━━━ Data shown ━━━
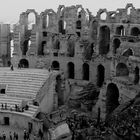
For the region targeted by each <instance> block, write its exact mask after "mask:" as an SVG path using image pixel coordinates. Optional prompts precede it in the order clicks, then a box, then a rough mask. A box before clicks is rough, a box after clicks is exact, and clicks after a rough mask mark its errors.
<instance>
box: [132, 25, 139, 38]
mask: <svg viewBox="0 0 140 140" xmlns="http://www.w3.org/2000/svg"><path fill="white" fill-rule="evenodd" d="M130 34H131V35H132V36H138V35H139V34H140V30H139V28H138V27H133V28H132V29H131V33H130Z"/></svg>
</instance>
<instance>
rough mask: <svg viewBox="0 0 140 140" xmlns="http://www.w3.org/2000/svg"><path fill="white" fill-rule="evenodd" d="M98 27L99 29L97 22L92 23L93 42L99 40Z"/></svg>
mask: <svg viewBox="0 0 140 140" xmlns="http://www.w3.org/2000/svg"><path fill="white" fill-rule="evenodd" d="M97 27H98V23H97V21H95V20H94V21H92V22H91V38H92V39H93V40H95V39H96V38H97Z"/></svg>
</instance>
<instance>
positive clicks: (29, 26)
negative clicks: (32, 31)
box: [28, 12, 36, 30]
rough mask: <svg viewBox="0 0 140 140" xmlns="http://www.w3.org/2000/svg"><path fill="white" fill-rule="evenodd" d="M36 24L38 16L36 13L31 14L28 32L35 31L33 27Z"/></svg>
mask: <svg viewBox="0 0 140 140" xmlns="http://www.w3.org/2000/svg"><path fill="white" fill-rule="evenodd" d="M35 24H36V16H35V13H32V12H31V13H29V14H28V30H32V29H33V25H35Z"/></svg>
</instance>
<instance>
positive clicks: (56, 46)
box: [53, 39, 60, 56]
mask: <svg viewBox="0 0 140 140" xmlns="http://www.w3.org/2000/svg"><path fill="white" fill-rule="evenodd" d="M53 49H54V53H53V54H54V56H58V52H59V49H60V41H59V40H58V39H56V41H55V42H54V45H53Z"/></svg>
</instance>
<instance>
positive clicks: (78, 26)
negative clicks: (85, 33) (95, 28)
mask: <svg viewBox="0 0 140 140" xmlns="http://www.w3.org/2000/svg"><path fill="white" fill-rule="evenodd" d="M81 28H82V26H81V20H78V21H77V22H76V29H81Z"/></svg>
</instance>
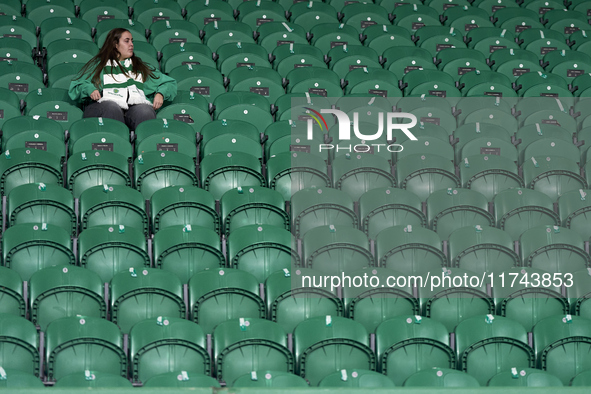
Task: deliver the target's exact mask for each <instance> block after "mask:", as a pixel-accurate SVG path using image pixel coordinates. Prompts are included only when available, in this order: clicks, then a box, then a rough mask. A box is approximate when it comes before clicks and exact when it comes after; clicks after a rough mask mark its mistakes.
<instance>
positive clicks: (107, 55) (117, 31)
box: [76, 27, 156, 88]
━━━
• **What you need to do**:
In your copy of the material, every word must match and no image should appear.

• **Solution**:
For the region targeted by each <instance> block, write its exact mask after "mask:" as an SVG path using image pixel coordinates. Optional prompts precede it in the order clicks, then a box, then a rough mask. A box before clicks is rough, a box after clicks is exact, and clicks after a rough mask mark its errors.
<instance>
box: [132, 25, 139, 38]
mask: <svg viewBox="0 0 140 140" xmlns="http://www.w3.org/2000/svg"><path fill="white" fill-rule="evenodd" d="M130 34H131V35H132V36H138V35H139V34H140V30H139V28H138V27H133V28H132V29H131V33H130Z"/></svg>
</instance>
<instance>
rough mask: <svg viewBox="0 0 140 140" xmlns="http://www.w3.org/2000/svg"><path fill="white" fill-rule="evenodd" d="M98 27L99 29L97 22L92 23L93 42L99 40Z"/></svg>
mask: <svg viewBox="0 0 140 140" xmlns="http://www.w3.org/2000/svg"><path fill="white" fill-rule="evenodd" d="M97 27H98V23H97V21H95V20H94V21H92V22H91V38H92V39H93V40H95V39H96V38H97Z"/></svg>
</instance>
<instance>
positive clicks: (29, 26)
negative clicks: (32, 31)
box: [28, 12, 36, 30]
rough mask: <svg viewBox="0 0 140 140" xmlns="http://www.w3.org/2000/svg"><path fill="white" fill-rule="evenodd" d="M36 24L38 16L36 13L31 14L28 32L35 31L33 27Z"/></svg>
mask: <svg viewBox="0 0 140 140" xmlns="http://www.w3.org/2000/svg"><path fill="white" fill-rule="evenodd" d="M35 24H36V16H35V13H32V12H31V13H29V14H28V30H32V29H33V25H35Z"/></svg>
</instance>
<instance>
positive clicks: (56, 46)
box: [53, 39, 60, 56]
mask: <svg viewBox="0 0 140 140" xmlns="http://www.w3.org/2000/svg"><path fill="white" fill-rule="evenodd" d="M53 49H54V53H53V54H54V56H58V52H59V49H60V41H59V40H58V39H56V41H55V42H54V45H53Z"/></svg>
</instance>
<instance>
positive clicks: (78, 26)
negative clicks: (85, 33) (95, 28)
mask: <svg viewBox="0 0 140 140" xmlns="http://www.w3.org/2000/svg"><path fill="white" fill-rule="evenodd" d="M81 28H82V26H81V20H78V21H77V22H76V29H81Z"/></svg>
</instance>
Task: deliver the target's exact mask for each <instance> block after "mask:", as a pixel-accurate SVG path using image pixel coordinates. Prompts are included only when available, in this order: clicks, then a box, then a rough mask. A box is approximate when it comes before clicks and exact when it comes after; clicks after a rough mask mark its mistakes.
<instance>
positive clicks: (107, 55) (117, 31)
box: [76, 27, 156, 88]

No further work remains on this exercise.